**About this exercise:** Would you repeat every entry below word for word but drop the images?

Record extracts below:

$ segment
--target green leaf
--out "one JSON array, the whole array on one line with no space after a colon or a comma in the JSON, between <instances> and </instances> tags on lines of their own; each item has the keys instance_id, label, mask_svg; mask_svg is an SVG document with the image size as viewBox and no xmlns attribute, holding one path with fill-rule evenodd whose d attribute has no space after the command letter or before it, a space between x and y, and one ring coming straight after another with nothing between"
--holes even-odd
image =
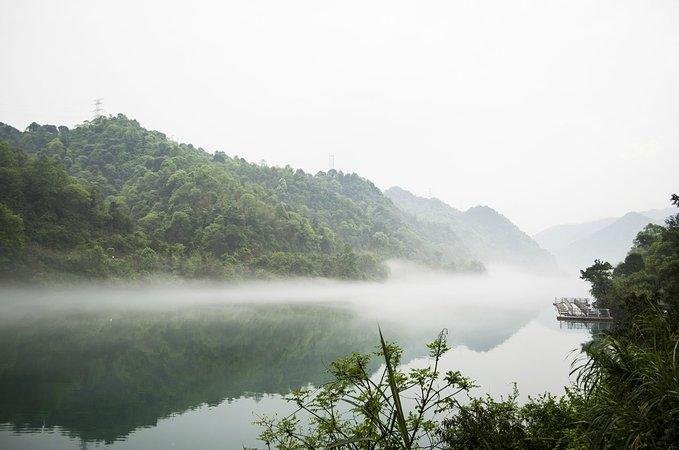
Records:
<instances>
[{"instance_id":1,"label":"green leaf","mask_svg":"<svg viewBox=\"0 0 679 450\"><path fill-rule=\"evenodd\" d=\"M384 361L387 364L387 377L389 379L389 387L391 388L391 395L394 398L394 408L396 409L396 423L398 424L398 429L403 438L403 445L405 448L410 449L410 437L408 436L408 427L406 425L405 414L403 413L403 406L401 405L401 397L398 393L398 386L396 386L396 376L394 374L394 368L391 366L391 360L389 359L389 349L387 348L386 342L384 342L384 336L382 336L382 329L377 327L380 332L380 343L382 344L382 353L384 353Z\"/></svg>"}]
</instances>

End of Record extracts.

**Task solution:**
$ segment
--target green leaf
--out "one JSON array, the whole array on one line with no space after a colon or a comma in the JSON, between <instances> and </instances> tags on lines of their own; each item has the keys instance_id, label, mask_svg; mask_svg is an SVG document with the image size as viewBox and no xmlns attribute, holding one path with fill-rule evenodd whose d attribute has no space after the command letter or before it, a space between x and y, and one ring coming straight after another with nothing between"
--holes even-odd
image =
Records:
<instances>
[{"instance_id":1,"label":"green leaf","mask_svg":"<svg viewBox=\"0 0 679 450\"><path fill-rule=\"evenodd\" d=\"M384 361L387 364L387 377L389 379L389 387L391 388L391 395L394 398L394 408L396 409L396 423L398 424L398 429L403 438L403 445L405 448L410 449L410 437L408 436L408 427L406 425L405 414L403 413L403 406L401 405L401 397L398 393L398 386L396 386L396 376L394 374L394 368L391 366L391 360L389 359L389 349L387 348L386 342L384 342L384 336L382 336L382 329L377 327L380 332L380 343L382 344L382 353L384 353Z\"/></svg>"}]
</instances>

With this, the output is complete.